◆ **Work instructions**:
• A. Quote the passage on radially rotating heat pipes word for word, starting at "The development progress" and ending at "gas turbine cooling.".
• B. Extend the passage on radially rotating heat pipes past its final sentence.

◆ **Page extract**:
The development progress of axially RHPs has been reviewed by [13], while the research progress of the RRHP was only briefly introduced in the same work. The primary object of the present contribution is, therefore, to critically review the state-of-the-art research literature addressing the development and design of the RRHP, including experimental and modeling studies on heat transfer, operational limits, and the effect of rotation, with a view to assessing the feasibility and potential applicability of the RRHP for gas turbine cooling.

2. Heat Pipes with Radial Fluid Recirculation

Up to now, a variety of RRHPs has been proposed for various applications. One simple arrangement is the conventional straight RRHP. As shown in Figure 1a, such an RRHP is similar to a gravity-assisted closed two-phase thermosyphon, but with the evaporator section now located at the outer radial end of the pipe and the rotational forces helping to return the condensate along the wall of the cylinder. The same three-phase change mechanisms found in the gravity-assisted two-phase closed thermosyphon are expected to be presented in the RRHP, namely, condensation along the wall of the condenser section and surface evaporation and boiling in the evaporator section. The wall condensation in the condenser has been widely modeled as film condensation; therefore, the film thickness and temperature drop across the film are key factors concerning the condenser heat transfer [14]. Compared to the gravity-assisted thermosyphon, the liquid film may be thinner and more non-uniform in an RRHP due to the effects of rotational forces.

A variant of the conventional RRHP is a disk-shaped rotating heat pipe (DSRHP). This is usually a partially filled rotating hollow disk (Figure 1b) and has been proposed for the cooling of motor rotors [15,17]. Compared with the straight RRHP, the condensate also flows radially outward to the DSRHPs evaporator due to centrifugal acceleration, but there is a strong relative motion between the rotating wall and the returned condensate. This implies that the fluid and heat transfer mechanisms within the DSRHP are different from those in the standard cylindrical arrangement, with convection and conduction heat transfer within the liquid film being dominant while boiling heat transfer is suppressed.

◆ **Extracted data**:
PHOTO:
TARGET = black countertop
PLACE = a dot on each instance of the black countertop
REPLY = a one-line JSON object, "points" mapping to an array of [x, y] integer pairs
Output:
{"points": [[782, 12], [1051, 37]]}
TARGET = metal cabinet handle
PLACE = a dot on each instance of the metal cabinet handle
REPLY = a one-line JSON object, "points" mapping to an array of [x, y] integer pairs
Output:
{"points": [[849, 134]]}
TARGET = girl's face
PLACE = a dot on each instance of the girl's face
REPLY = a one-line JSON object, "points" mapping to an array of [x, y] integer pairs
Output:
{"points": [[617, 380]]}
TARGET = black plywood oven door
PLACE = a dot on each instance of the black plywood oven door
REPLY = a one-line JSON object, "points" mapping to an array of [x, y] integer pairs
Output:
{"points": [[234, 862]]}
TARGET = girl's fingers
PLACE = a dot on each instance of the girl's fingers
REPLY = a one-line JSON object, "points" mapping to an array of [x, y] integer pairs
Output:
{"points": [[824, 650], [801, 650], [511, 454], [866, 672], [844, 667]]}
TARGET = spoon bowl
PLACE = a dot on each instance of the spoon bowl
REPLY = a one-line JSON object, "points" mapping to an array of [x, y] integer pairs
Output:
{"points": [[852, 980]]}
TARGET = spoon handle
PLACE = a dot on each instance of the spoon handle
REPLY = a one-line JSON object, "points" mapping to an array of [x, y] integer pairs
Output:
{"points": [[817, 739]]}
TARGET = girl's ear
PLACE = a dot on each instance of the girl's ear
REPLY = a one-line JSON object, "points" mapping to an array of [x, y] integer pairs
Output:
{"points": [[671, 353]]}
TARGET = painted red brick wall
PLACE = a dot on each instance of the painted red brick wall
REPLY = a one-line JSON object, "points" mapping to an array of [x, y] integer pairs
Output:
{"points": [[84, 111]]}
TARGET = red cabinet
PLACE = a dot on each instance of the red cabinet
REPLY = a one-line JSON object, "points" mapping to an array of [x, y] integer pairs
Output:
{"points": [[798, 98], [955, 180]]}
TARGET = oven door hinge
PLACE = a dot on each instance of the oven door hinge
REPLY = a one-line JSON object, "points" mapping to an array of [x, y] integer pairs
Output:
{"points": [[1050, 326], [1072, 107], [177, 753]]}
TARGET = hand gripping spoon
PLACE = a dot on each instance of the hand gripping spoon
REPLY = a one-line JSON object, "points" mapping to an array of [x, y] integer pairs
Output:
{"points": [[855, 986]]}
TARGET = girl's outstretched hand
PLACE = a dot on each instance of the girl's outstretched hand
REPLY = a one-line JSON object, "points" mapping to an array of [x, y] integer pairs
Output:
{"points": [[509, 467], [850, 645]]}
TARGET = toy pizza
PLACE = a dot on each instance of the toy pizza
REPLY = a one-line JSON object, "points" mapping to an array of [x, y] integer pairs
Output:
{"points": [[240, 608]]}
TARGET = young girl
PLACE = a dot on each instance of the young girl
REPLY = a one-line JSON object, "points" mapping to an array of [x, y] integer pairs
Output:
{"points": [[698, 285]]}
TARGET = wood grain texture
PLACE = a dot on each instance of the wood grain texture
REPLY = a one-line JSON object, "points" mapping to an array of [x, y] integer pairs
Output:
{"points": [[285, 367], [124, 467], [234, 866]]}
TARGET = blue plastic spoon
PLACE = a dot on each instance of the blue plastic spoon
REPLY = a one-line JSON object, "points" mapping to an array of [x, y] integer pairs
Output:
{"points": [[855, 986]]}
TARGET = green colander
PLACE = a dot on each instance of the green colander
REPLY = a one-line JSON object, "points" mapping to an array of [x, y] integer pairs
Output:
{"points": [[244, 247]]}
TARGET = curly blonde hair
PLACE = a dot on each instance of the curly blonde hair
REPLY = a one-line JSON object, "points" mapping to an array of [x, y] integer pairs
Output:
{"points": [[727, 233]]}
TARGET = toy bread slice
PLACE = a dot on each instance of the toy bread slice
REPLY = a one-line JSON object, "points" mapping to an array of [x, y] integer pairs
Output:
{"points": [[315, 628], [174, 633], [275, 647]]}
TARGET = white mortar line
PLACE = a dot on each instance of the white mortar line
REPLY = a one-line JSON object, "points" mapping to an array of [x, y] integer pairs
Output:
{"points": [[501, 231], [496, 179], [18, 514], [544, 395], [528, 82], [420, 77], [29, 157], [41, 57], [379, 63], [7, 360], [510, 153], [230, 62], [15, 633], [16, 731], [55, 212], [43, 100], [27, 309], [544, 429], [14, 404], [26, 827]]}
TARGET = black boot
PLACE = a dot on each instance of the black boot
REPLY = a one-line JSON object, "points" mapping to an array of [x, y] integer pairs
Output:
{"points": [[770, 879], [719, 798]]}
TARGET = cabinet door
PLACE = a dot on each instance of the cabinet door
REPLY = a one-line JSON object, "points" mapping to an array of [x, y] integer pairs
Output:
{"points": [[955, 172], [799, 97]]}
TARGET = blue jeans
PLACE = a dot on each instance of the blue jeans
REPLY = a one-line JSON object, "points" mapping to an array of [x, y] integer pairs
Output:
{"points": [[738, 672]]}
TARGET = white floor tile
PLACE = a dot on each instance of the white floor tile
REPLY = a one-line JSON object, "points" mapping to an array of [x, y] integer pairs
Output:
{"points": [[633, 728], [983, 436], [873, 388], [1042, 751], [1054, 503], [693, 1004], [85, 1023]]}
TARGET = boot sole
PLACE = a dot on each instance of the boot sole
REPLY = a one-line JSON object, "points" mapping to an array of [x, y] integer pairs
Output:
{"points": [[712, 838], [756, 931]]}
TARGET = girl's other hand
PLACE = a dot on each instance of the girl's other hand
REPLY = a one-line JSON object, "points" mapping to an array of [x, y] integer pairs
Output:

◆ **Task responses**:
• A.
The development progress of axially RHPs has been reviewed by [13], while the research progress of the RRHP was only briefly introduced in the same work. The primary object of the present contribution is, therefore, to critically review the state-of-the-art research literature addressing the development and design of the RRHP, including experimental and modeling studies on heat transfer, operational limits, and the effect of rotation, with a view to assessing the feasibility and potential applicability of the RRHP for gas turbine cooling.

• B.
In recent decades, flower-shaped rotating closed-loop pulsating heat pipes (RCLPHP, Figure 1c) have been proposed and tested by several research groups [16,18,19]. In a pulsating heat pipe, slug flow is the primary pattern [20], while the motion of fluids is mainly driven by the pressure difference between liquid slugs and vapor slugs. For the RCLPHP tested in the above papers, the heat transfer rate was found to be positively related to the rotational speed (up to 800 rpm), which may potentially be due to the promoted condensate return brought on by centrifugal acceleration.

In the present paper, the concern is mainly with the cooling of turbine blades or disks. Therefore, the paper mainly reviews the heat transfer and operational characteristics of straight RRHPs, as they are geometrically more suited to such applications.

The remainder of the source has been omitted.